### [Given exercise]
Quote every one of the lines below word for word, leaving the pictures out of your answer.

--- start Input material ---

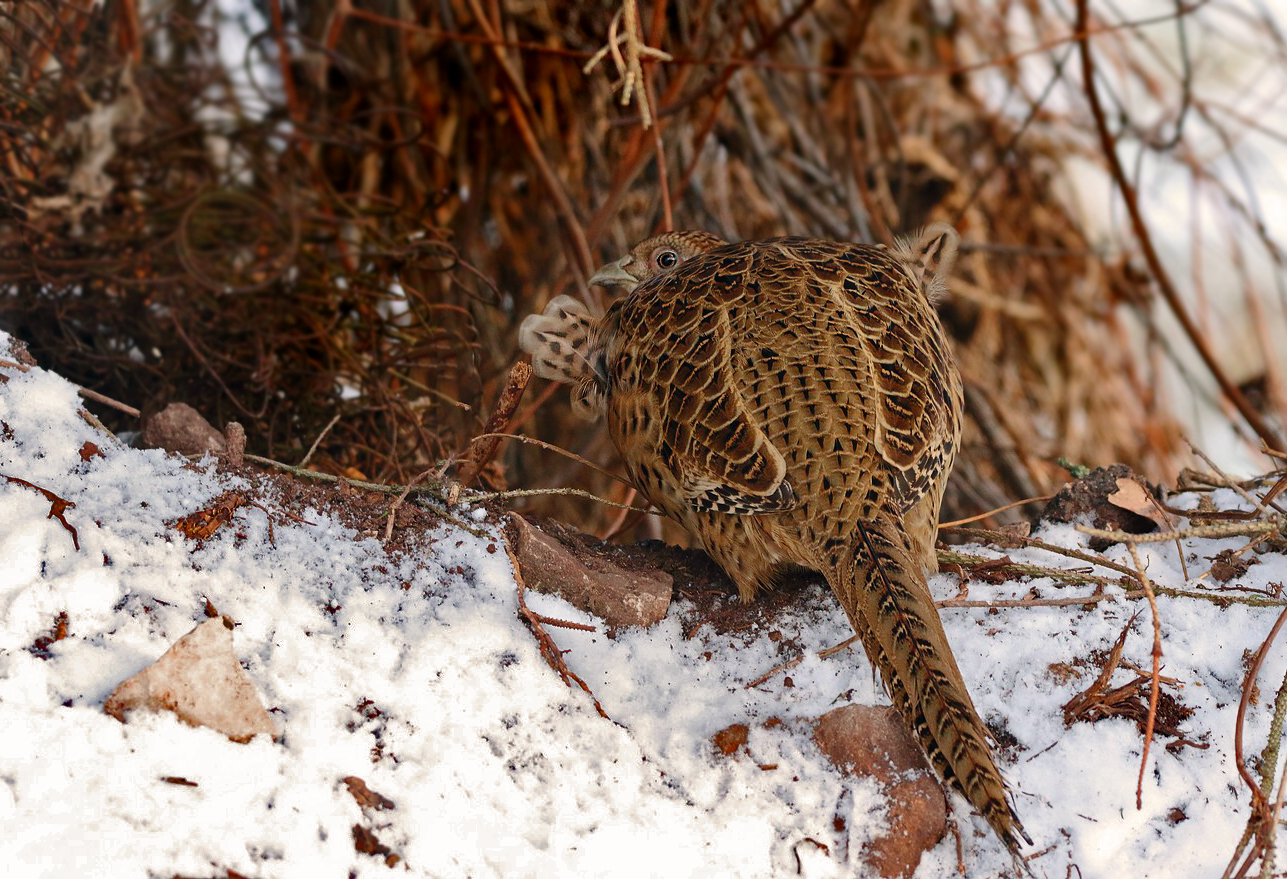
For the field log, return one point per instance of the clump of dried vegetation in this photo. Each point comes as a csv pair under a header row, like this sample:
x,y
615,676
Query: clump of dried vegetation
x,y
344,216
326,223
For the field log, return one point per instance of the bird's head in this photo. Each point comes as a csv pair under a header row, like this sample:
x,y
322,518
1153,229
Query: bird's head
x,y
654,256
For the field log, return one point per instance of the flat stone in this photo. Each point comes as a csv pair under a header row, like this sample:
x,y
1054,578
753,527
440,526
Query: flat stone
x,y
201,681
865,740
587,581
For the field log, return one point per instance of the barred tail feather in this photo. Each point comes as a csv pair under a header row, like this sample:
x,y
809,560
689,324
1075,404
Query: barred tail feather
x,y
883,590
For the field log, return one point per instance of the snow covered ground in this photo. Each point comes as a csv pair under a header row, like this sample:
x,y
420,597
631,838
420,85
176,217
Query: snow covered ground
x,y
413,673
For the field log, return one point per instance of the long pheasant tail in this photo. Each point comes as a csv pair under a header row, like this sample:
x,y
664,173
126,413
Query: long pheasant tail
x,y
884,593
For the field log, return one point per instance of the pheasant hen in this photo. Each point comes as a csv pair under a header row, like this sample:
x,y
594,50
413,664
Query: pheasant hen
x,y
793,403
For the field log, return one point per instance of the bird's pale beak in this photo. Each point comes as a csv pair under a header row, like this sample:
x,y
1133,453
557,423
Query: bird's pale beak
x,y
614,274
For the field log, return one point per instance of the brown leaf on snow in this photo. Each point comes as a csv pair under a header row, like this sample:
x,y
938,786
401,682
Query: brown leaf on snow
x,y
1133,497
364,795
201,681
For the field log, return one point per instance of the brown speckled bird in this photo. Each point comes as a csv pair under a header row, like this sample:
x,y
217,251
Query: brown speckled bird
x,y
793,403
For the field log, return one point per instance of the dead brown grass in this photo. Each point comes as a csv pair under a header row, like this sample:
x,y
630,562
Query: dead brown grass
x,y
358,228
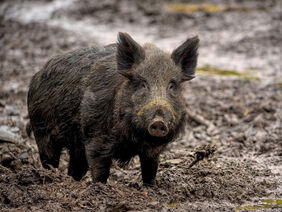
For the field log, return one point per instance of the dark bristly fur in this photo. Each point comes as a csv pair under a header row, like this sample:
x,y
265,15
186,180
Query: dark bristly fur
x,y
100,102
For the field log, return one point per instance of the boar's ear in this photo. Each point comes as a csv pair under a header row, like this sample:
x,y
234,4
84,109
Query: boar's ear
x,y
186,56
129,52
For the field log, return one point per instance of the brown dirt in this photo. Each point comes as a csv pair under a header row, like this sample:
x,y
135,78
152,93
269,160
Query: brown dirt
x,y
241,118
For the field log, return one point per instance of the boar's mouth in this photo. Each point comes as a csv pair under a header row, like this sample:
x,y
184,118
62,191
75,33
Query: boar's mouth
x,y
158,127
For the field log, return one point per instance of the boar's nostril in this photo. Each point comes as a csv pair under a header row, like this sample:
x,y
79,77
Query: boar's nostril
x,y
158,128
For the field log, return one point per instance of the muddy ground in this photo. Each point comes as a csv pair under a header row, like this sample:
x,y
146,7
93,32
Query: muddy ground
x,y
235,104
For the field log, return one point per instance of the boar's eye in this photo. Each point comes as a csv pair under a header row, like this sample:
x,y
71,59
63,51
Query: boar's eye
x,y
172,86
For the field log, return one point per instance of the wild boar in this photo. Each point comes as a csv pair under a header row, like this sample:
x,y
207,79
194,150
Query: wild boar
x,y
112,102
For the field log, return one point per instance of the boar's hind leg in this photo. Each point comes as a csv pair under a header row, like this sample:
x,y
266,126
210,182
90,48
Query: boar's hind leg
x,y
49,151
149,167
78,165
100,161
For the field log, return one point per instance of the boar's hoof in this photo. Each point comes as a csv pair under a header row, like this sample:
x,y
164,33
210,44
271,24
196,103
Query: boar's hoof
x,y
158,128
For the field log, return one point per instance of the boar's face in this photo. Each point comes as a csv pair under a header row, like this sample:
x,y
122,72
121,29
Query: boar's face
x,y
152,99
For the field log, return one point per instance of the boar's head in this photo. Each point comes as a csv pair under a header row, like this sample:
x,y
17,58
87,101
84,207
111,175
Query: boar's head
x,y
151,104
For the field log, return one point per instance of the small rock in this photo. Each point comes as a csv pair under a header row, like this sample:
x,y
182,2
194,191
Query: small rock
x,y
12,112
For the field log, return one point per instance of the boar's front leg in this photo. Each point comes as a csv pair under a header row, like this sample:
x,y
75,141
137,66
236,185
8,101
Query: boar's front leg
x,y
149,167
99,160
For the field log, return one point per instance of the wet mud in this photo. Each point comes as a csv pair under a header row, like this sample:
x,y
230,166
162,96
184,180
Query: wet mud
x,y
234,106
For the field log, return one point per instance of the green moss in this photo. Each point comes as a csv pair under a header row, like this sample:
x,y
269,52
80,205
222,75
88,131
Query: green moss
x,y
211,70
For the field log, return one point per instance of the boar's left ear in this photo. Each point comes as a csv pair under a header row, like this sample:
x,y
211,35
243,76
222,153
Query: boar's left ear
x,y
186,56
129,52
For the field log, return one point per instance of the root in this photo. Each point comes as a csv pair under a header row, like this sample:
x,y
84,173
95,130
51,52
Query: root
x,y
202,152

--- end Input material ---

### [Output of the exercise]
For the field log, return one point per instance of the clump of dried vegetation in this photo. Each point comes as a csv pair under a header row, like this sample:
x,y
615,676
Query: clump of dried vegetation
x,y
344,216
326,223
For the field log, return one point per instance of the bird's head in this photo. Each point comes as a csv pair under a header row, like this sample:
x,y
322,518
1153,229
Query: bird's head
x,y
654,256
For the field log, return one point per instance of the flat stone in this photo. Each point comes as a csv pair under a header row, like this sample:
x,y
1054,578
753,527
440,526
Query: flat stone
x,y
201,681
865,740
587,581
For the field log, return one point per instance of the barred tail feather in this photo. Each point comes as a csv pair under a header row, like this sample:
x,y
809,560
689,324
1075,404
Query: barred tail feather
x,y
883,590
For the field log, return one point per instance of the snow covered ground in this photo. Each point comes as a csv pair under a header row, like this sample:
x,y
420,597
631,838
420,85
176,217
Query: snow covered ground
x,y
413,673
For the field log, return one point per instance of the long pheasant tail in this photo. Each point comes as a csv pair under a header row, like this sample:
x,y
664,173
126,413
Query: long pheasant tail
x,y
884,593
For the field log, return one point per instance of the pheasant hen in this photo. Each point comes as a csv pair under a header row, like this sample:
x,y
594,50
413,664
Query: pheasant hen
x,y
793,403
For the field log, return one point per instance of the bird's pale beak in this photo. Each point comes as a csv pair under a header row, like this sample:
x,y
1133,453
557,423
Query: bird's pale beak
x,y
614,274
For the field log, return one point per instance of the brown leaf on snow in this photo. Each point comes as a csv pair under a header row, like this sample:
x,y
938,786
401,682
Query: brown leaf on snow
x,y
1133,497
364,795
201,681
For the field log, return one point per instance of the brown speckled bird in this photo. Each point comes as a csv pair under a header row, like this sample:
x,y
217,251
Query: brown speckled bird
x,y
793,403
For the field log, return one point per instance of the dead brown grass in this photo. Each point comes as a csv pair under a header row, like this sample:
x,y
630,562
Query: dead brown grass
x,y
358,228
For the field log, return one point per instance of the dark bristly fur in this photo. Each point comes as a csv pair under a header row, like this sample:
x,y
265,15
186,180
Query: dark bristly fur
x,y
100,102
For the field log, return one point per instance of the boar's ear in this photo. Each point comes as a csv pair under a header row, like this sample:
x,y
234,4
84,109
Query: boar's ear
x,y
186,56
129,52
For the field log, return one point per instance of the brown dirt in this photo. Each point comes as a csv pair under a header row, like this sample:
x,y
135,78
152,93
269,160
Query: brown dirt
x,y
241,118
For the field log, return one point per instance of the boar's mouth in this photo. Each point comes as a csv pair under a header row, like this sample:
x,y
184,118
62,191
75,33
Query: boar's mouth
x,y
158,127
For the field log, return one point per instance of the boar's nostril in this photo. Each point comes as a csv pair under a header row, like this sample:
x,y
79,77
Query: boar's nostril
x,y
158,128
For the field log, return one point per instance of the muddy ground in this photo. Each point comes as a csv pair under a header row, like this sample:
x,y
146,7
93,32
Query: muddy ground
x,y
235,104
For the field log, return one point per instance of the boar's eye in this photo. Each point comes as a csv pair under a header row, like this sample:
x,y
71,59
63,51
Query: boar's eye
x,y
172,86
For the field log, return one point per instance of the wild boar in this photo. Each point comes as a csv pair under a header row, like this sample:
x,y
207,79
194,150
Query: wild boar
x,y
112,102
For the field log, return one point per instance of the boar's hind leg in this photo. Each point comes as a csv pair under a header row, like this sample:
x,y
266,126
210,182
90,48
Query: boar's hind leg
x,y
49,151
149,167
78,165
100,161
For the field log, return one point per instance of the boar's hoof in this photo. Each point comes as a csv pair under a header row, like this sample:
x,y
164,33
210,44
271,24
196,103
Query: boar's hoof
x,y
158,128
For the field log, return one point per instance of the boar's face in this photo. Each point comes as a csv pair under a header row, like this sample:
x,y
122,72
121,29
Query: boar's face
x,y
152,99
For the field log, return one point per instance of the boar's head in this photo. Each point comes as a csv pair under a header row, like this sample:
x,y
17,58
87,101
84,207
111,175
Query: boar's head
x,y
151,104
For the field log, return one point per instance of the small rock in this photo. Each point comes as a csv pair under a header row, like this sample:
x,y
182,2
194,191
Query: small rock
x,y
12,112
For the field log, return one point per instance of the boar's front leg in this photo. Each point comes as a csv pair under a header row, like this sample:
x,y
75,141
137,66
236,185
8,101
Query: boar's front leg
x,y
149,167
99,160
For the field log, return one point per instance of the wet mud in this photo. Each point comes as a csv pair under a header row, like this sample:
x,y
230,166
162,96
184,180
Query: wet mud
x,y
234,106
For the field log, return one point per instance of the green moss in this photo. Each point comes as a csv pair under a header row, like this sample:
x,y
269,52
80,205
222,75
88,131
Query: green moss
x,y
211,70
For the field log, return one point per instance of the boar's left ear in this photo. Each point comes as a csv pair under a header row, like this sample:
x,y
211,35
243,76
222,153
Query: boar's left ear
x,y
186,56
129,52
For the field log, return one point per instance of the root in this photo. Each point comes as a csv pair under a header row, like this sample:
x,y
84,173
95,130
51,52
Query: root
x,y
202,152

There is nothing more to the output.